• Task details: Reproduce word for word the part of the text on translating C to Rust that begins at "Automatically Translating C" and stops after "from fully safe.".

Automatically Translating C to Rust

Autotranslating C to Rust: Value and Limitations

  • Many report that C→Rust tools (e.g., c2rust) produce Rust that’s “compiler output”: heavy on unsafe, hard to read, and semantically still “C that crashes the same way.”
  • Others counter that such tools are still useful as a bootstrap: get a whole C codebase building as Rust, then gradually refactor toward safe, idiomatic Rust.
  • There are real-world successes (e.g., translating bzip2), but even those often retain 100+ unsafe uses and are far from fully safe.

Fil-C, GC, and Rust’s Niche

  • Fil-C is highlighted as making C “memory safe” via a smart compiler + GC, sometimes outperforming naïve .clone()-heavy Rust-style code.
  • However, performance overhead (up to ~4× in some cases) and lack of data-race prevention mean it doesn’t solve Rust’s problem set, especially around concurrency.

• Information shown:
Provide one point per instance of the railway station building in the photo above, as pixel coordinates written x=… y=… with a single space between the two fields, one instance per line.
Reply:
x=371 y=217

• Expected output:
Automatically Translating C to Rust

Autotranslating C to Rust: Value and Limitations

  • Many report that C→Rust tools (e.g., c2rust) produce Rust that’s “compiler output”: heavy on unsafe, hard to read, and semantically still “C that crashes the same way.”
  • Others counter that such tools are still useful as a bootstrap: get a whole C codebase building as Rust, then gradually refactor toward safe, idiomatic Rust.
  • There are real-world successes (e.g., translating bzip2), but even those often retain 100+ unsafe uses and are far from fully safe.